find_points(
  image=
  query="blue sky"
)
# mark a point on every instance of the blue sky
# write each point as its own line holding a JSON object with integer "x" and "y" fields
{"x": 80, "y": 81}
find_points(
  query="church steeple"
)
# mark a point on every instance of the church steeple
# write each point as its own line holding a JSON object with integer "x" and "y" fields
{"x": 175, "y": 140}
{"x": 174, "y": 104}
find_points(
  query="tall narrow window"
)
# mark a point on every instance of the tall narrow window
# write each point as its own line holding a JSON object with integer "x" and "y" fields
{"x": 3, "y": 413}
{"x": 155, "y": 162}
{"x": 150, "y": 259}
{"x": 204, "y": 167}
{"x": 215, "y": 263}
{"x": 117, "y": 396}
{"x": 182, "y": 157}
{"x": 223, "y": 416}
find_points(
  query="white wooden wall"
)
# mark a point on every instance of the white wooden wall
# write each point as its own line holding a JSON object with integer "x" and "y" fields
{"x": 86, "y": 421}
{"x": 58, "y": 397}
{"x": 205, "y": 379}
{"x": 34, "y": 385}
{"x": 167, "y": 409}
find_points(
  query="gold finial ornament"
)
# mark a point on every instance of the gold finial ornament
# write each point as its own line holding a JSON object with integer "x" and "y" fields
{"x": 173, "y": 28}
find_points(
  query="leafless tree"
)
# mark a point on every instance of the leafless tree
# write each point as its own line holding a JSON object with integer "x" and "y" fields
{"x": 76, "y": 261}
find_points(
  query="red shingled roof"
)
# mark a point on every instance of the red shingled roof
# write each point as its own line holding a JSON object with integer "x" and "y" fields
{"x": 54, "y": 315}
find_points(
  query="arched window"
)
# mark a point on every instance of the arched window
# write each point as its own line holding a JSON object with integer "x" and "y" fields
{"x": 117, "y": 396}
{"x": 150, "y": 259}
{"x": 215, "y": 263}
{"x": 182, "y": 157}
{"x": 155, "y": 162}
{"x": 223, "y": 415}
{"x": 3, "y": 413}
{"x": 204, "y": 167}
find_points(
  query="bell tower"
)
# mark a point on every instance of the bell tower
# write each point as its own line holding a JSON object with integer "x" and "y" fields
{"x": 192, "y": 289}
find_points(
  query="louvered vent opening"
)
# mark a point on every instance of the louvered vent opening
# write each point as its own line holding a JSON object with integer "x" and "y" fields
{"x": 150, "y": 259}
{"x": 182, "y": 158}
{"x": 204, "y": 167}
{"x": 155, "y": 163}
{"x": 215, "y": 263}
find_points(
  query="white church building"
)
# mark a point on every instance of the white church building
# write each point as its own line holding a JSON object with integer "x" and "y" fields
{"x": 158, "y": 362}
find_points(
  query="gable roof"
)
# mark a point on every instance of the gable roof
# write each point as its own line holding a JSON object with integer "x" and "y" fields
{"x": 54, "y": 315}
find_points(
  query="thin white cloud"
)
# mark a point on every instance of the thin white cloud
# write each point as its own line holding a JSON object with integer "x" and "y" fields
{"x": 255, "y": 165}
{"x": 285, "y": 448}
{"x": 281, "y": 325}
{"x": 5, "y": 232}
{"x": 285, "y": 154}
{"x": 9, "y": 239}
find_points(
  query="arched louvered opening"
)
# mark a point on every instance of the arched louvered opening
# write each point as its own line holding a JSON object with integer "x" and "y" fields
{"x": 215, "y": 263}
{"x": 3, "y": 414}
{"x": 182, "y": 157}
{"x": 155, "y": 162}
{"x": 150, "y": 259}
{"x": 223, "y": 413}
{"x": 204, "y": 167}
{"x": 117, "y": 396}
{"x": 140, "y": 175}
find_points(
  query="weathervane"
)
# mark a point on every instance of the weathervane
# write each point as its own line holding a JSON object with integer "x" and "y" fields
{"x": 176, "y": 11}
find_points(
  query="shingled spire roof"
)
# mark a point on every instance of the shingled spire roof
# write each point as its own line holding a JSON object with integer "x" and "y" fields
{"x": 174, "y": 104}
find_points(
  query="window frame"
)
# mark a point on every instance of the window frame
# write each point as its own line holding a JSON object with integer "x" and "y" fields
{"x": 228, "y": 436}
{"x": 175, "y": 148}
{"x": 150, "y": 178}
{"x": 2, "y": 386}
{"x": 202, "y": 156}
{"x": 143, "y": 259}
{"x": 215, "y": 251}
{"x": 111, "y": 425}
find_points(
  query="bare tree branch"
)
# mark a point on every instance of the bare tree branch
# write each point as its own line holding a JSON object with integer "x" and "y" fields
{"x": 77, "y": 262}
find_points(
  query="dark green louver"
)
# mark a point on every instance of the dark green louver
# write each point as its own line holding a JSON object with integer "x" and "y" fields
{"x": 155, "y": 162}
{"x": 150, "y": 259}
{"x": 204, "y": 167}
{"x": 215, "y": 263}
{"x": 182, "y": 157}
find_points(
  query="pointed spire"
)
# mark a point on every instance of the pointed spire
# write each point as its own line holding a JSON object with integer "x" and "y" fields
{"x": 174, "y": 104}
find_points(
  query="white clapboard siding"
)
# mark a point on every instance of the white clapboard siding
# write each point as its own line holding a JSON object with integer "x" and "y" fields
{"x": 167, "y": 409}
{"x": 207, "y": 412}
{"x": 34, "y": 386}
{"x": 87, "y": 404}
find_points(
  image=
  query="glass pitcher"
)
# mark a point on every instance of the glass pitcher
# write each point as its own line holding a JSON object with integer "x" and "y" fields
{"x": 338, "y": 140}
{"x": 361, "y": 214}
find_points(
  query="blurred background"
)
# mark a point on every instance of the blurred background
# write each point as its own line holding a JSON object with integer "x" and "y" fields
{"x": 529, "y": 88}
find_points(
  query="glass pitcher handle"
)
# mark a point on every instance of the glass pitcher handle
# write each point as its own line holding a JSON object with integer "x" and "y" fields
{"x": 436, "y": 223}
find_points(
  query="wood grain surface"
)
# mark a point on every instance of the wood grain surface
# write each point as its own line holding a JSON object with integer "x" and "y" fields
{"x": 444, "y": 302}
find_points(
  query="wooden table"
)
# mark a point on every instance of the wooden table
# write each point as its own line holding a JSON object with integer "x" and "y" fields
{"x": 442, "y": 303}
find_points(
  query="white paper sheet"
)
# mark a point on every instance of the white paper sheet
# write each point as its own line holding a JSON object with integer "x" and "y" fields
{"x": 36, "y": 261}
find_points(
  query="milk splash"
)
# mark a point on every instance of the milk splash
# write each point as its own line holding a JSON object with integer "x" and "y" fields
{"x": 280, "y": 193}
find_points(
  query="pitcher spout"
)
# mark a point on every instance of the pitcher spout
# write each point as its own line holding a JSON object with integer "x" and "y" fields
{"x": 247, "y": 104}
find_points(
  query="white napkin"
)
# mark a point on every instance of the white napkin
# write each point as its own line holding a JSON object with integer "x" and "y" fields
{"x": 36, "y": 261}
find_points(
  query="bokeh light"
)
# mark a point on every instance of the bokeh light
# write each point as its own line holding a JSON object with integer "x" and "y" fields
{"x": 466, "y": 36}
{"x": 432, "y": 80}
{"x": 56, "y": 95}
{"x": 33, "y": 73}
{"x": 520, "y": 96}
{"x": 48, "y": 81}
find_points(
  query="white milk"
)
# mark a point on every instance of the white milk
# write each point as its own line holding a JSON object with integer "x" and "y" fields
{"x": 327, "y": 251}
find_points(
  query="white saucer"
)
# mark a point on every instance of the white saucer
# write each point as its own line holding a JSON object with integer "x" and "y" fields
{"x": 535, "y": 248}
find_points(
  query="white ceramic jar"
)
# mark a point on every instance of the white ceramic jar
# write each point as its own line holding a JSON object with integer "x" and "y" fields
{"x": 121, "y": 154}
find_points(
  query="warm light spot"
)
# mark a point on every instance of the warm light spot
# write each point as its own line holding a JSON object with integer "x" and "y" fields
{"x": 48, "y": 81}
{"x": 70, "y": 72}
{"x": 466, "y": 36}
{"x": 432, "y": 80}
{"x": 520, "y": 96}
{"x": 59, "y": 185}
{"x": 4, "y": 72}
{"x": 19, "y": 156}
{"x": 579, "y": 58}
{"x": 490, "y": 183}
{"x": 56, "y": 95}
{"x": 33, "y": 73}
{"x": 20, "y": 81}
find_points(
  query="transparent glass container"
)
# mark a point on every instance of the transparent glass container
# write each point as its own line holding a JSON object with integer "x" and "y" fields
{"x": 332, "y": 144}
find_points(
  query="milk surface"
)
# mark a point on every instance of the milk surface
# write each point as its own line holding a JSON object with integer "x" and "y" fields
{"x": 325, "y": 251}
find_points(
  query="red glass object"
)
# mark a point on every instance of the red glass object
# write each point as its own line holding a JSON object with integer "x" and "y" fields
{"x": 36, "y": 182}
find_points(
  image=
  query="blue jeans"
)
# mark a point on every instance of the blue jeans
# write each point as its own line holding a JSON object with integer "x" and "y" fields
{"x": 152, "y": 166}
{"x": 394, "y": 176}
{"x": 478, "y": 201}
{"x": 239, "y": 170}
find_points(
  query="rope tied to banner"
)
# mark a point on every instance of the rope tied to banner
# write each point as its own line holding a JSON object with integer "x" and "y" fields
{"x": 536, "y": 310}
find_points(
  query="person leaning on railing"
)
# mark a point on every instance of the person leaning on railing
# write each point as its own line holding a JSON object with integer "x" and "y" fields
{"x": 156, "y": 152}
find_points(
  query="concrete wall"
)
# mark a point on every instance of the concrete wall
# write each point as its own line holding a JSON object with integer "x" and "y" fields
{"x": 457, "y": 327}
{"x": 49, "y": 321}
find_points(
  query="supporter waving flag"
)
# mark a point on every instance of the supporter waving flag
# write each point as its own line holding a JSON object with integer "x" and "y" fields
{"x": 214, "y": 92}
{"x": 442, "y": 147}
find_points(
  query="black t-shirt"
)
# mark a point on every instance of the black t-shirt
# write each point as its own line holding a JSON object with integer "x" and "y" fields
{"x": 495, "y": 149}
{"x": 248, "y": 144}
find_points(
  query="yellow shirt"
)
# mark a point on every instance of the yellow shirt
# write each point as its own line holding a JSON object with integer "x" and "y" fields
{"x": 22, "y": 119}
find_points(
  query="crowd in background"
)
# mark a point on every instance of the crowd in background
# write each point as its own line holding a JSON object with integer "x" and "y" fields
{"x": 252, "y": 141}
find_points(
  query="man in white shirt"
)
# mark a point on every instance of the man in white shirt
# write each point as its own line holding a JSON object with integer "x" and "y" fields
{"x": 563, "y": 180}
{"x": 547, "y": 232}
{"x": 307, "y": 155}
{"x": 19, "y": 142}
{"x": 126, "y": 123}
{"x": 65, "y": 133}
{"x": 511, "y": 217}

====

**STATED EXERCISE:** Return each line of the records above that contains the string "bare", and copy every such line unchanged.

**TASK ANSWER:**
  query="bare tree branch"
# mark a point on every instance of the bare tree branch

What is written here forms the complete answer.